À FAIRE |
1. Répondez s'il vous plaît aux questions suivantes sur l'article sur la Marine, une réponse par ligne :
(a) À quelle date le Richelieu rentre-t-il à Toulon ?
(b) Quel radar de veille aérienne arrive en fin de vie ?
(c) Quel radar la « FREMM ER » supporte-t-elle ?
2. Recopiez un passage de l'article sur la Marine : commencez aux mots « Le cuirassé Richelieu » et arrêtez-vous après « 23 septembre 1945. ».
3. Poursuivez l'article sur la Marine à partir de sa dernière phrase.

Les @mers du CESM


Les @mers du CESM - 19 avril 1944 :

Le cuirassé Richelieu participe au bombardement de Sabang, base japonaise en Indonésie. Le navire français, ayant rejoint l’Eastern Fleet commandée par l’amiral britannique Somerville, prendra part à trois autres opérations visant des bases navales ennemies. Après 52 mois passés en mer, le bâtiment rentre à Toulon le 1er octobre 1944. À nouveau déployé en Asie du Sud-Est l’année suivante, le bâtiment assistera à la capitulation du Japon dans la rade de Singapour le 23 septembre 1945.





20 décembre 2012

2022 : vers une contribution navale à la DAMB ?

© Inconnu. Sea-based Anti-Ballistic Missile Intercept System.


C'est par une information de Mer et Marine du 11 décembre qu'il convient de se replonger dans l'évolution de la défense aérienne de la Flotte. Ainsi, il faudrait comprendre que l'état-major de la Marine planche sur les évolutions à apporter pour que, d'une part, les frégates Cassard et Jean Bart puissent aller au bout de leur service sans subir d'obscolenscences majeures, et que, d'autre part, le porte-avions n'en subissent pas non plus, en raison des mêmes causes. C'est-à-dire que le vénérable radar de veille aérienne DRJB-11B (qui équipaient ou équipent les trois navires mentionnés) arrive en fin de vie et ne correspond plus aux standards actuels.


Dès lors, il ne s'agit pas simplement de remplacer trois radars sur autant de navires en service puisqu'il est question de rechercher une standardisation, tout du moins, une certaine homogénéisation des radars de veille aérienne qui équipent les navires de surface de la Royale. Dès lors, on ne peut que constater que :
  • les deux F70 AA, Cassard et Jean Bart, seraient équipées toutes les deux, à terme, et jusqu'à la fin de leur service actif (2021 et 2022), d'un radar SMART-S. 
  • Ces deux frégates doivent être, à l'heure actuelle, remplacées par deux FREDA. En l'état actuel des choses, la proposition des industriels est contenue dans la "FREMM ER" (pour Extended Range) qui supporte un radar Sea Fire 500 à quatre faces planes.

LIGNES PRÉSENTÉES |
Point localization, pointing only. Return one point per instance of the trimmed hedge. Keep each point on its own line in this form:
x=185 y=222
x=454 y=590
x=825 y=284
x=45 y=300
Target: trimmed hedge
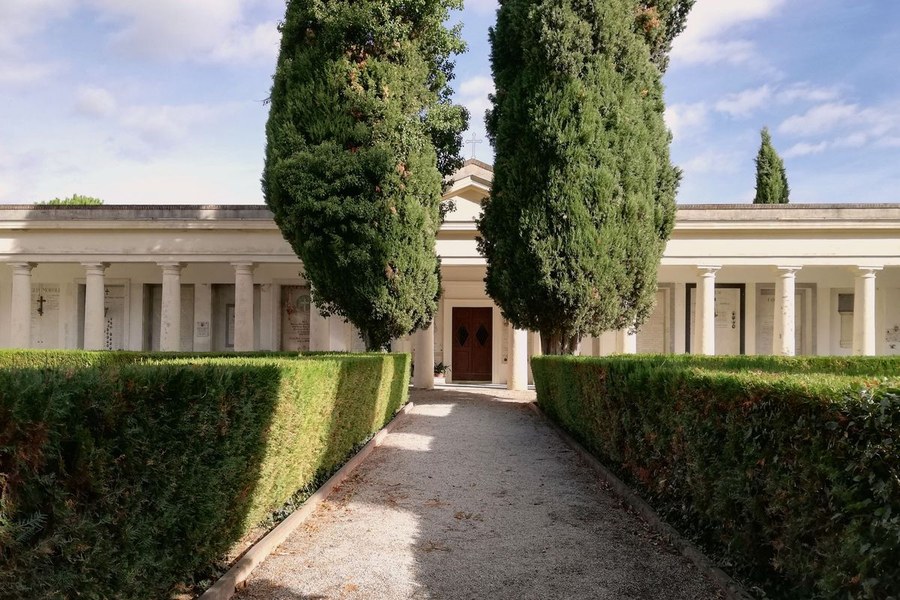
x=792 y=477
x=123 y=478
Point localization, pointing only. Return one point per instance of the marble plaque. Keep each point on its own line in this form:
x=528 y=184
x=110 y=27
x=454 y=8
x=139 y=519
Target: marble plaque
x=45 y=316
x=114 y=317
x=295 y=318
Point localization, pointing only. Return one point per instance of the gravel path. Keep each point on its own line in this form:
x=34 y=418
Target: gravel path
x=474 y=496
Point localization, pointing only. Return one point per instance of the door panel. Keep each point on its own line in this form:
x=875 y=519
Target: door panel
x=473 y=338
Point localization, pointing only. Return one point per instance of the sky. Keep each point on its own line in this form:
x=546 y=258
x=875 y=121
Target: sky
x=163 y=102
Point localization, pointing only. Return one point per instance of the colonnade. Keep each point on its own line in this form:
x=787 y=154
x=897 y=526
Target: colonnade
x=783 y=340
x=94 y=305
x=704 y=328
x=331 y=333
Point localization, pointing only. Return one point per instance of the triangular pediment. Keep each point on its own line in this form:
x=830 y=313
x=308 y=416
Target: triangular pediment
x=471 y=186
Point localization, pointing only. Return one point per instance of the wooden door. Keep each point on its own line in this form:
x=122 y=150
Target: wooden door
x=473 y=341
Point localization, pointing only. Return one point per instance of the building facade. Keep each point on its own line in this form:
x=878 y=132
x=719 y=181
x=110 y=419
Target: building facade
x=791 y=279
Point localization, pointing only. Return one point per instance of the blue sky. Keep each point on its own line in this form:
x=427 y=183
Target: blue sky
x=161 y=102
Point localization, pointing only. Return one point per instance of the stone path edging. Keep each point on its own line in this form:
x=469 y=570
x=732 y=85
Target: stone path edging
x=225 y=587
x=733 y=590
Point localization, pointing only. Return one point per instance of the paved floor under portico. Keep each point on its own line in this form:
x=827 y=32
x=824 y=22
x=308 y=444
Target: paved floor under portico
x=474 y=496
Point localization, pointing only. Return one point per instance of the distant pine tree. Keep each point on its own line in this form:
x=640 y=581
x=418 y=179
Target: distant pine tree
x=74 y=200
x=771 y=178
x=360 y=137
x=583 y=197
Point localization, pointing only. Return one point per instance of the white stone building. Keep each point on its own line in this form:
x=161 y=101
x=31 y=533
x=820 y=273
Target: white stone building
x=795 y=279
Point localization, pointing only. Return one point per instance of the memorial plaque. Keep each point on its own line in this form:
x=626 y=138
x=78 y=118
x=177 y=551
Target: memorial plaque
x=202 y=328
x=114 y=317
x=45 y=316
x=765 y=320
x=295 y=316
x=653 y=337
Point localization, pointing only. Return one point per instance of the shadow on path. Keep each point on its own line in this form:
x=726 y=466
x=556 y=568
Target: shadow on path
x=474 y=496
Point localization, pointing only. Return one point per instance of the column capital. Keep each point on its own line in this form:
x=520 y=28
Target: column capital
x=867 y=271
x=786 y=271
x=22 y=268
x=171 y=267
x=243 y=267
x=97 y=268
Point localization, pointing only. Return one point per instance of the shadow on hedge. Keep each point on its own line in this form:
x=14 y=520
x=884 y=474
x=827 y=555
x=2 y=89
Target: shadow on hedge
x=124 y=480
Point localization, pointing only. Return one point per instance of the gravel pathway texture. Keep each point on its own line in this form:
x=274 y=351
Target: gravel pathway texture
x=475 y=496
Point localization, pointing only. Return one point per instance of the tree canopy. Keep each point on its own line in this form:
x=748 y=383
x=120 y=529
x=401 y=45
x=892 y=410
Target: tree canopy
x=661 y=21
x=771 y=178
x=360 y=136
x=583 y=197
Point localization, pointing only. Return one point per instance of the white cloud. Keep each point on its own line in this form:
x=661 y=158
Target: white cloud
x=95 y=102
x=19 y=20
x=143 y=130
x=686 y=119
x=14 y=73
x=805 y=149
x=709 y=35
x=482 y=7
x=820 y=119
x=473 y=94
x=255 y=45
x=23 y=18
x=204 y=30
x=742 y=104
x=804 y=92
x=162 y=126
x=842 y=126
x=712 y=162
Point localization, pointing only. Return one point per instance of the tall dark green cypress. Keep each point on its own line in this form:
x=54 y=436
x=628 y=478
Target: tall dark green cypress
x=360 y=136
x=661 y=21
x=583 y=198
x=771 y=178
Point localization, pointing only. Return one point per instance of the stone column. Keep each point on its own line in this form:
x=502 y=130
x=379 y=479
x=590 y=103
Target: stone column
x=243 y=306
x=423 y=349
x=864 y=309
x=783 y=326
x=170 y=319
x=626 y=343
x=705 y=341
x=94 y=306
x=518 y=360
x=20 y=311
x=319 y=335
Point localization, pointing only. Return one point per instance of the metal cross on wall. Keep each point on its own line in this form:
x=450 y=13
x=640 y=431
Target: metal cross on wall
x=474 y=141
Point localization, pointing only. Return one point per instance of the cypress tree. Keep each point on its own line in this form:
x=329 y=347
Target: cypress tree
x=771 y=178
x=661 y=21
x=360 y=136
x=583 y=198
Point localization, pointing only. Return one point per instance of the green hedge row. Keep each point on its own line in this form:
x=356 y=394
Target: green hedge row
x=792 y=477
x=121 y=478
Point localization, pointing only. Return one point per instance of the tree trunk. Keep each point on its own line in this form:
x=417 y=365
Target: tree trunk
x=559 y=343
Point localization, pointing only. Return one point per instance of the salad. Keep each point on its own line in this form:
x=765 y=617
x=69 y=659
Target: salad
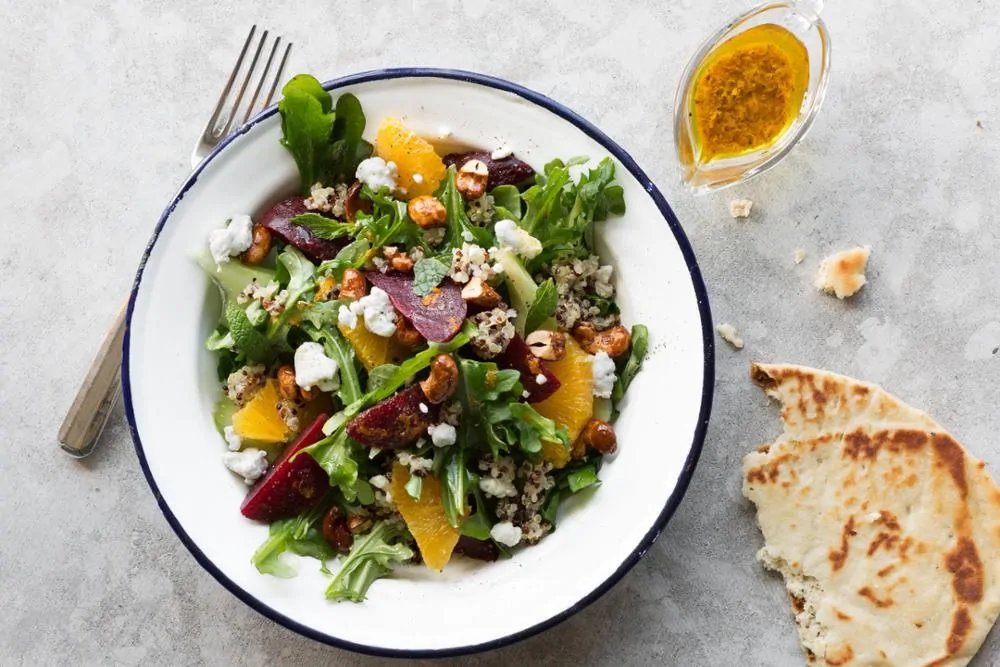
x=420 y=355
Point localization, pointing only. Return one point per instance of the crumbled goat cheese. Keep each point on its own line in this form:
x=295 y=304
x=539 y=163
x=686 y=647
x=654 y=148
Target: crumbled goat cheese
x=471 y=261
x=376 y=173
x=418 y=466
x=314 y=369
x=249 y=464
x=604 y=374
x=327 y=200
x=377 y=311
x=494 y=331
x=496 y=488
x=232 y=439
x=843 y=273
x=480 y=211
x=347 y=318
x=727 y=332
x=740 y=208
x=510 y=235
x=504 y=151
x=442 y=435
x=506 y=534
x=242 y=383
x=234 y=239
x=578 y=282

RÉPONSES |
1.
(a) Le 1er octobre 1944.
(b) Le radar DRJB-11B.
(c) Un radar Sea Fire 500 à quatre faces planes.

2.
Le cuirassé Richelieu participe au bombardement de Sabang, base japonaise en Indonésie. Le navire français, ayant rejoint l’Eastern Fleet commandée par l’amiral britannique Somerville, prendra part à trois autres opérations visant des bases navales ennemies. Après 52 mois passés en mer, le bâtiment rentre à Toulon le 1er octobre 1944. À nouveau déployé en Asie du Sud-Est l’année suivante, le bâtiment assistera à la capitulation du Japon dans la rade de Singapour le 23 septembre 1945.

3.
  • A noter que les deux frégates Horizon, Forbin et Chevalier Paul, sont équipées d'un radar de veille aérienne SMART-L (S1850 dans la désignation de Thales, LRR (Long Range Radar dans la Royale) et par une conduite de tir EMPAR.
  • la prochaine IPER du porte-avions Charles de Gaulle, qui sera aussi l'occasion de sa refonte à mi-vie, pourrait voir la modernisation de sa suite de radars de veille aérienne (DRJB-11B) et de conduite de tir (DRBV-26D et Arabel) soit :
    • par un radar polyvalent (veille et conduite de tir) Herakles (qui équipe actuellement les neuf FREMM ASM),
    • par le même radar polyvalent que les FREDA : le Sea Fire 500.
A terme, soit 2022 et l'entrée en service espérée de la seconde FREDA, il existerait deux grandes options (dans l'hypothèse où il y aurait suffisamment de crédits budgétaires lors de la refonte à mi-vie du porte-avions pour les envisager toutes les deux) :
  • soit le porte-avions s'aligne sur la majorité des frégates, soit sur le radar Herakles, et à ce moment là, les économies d'échelles seront relativement importantes, tout comme celles découlant des évolutions futures ;
  • soit l'effet de série existera tant dans l'acquisition et la mise en oeuvre du nouveau radar, mais à une échelle moindre. 
Dans les deux cas, il y aura un certain "effet de génération" qui sera recherché afin de créer une bulle défense aérienne la plus cohérente possible. C'est ce qui a pu être fait par le passé :
  • Les frégates lance-engins de classe Duquesne étaient les premières frégates1 à mettre en oeuvre des radars de veille aérienne à longue portée : le DRBI-23B. Celui-ci aurait eu un rayon de détection de 400 km.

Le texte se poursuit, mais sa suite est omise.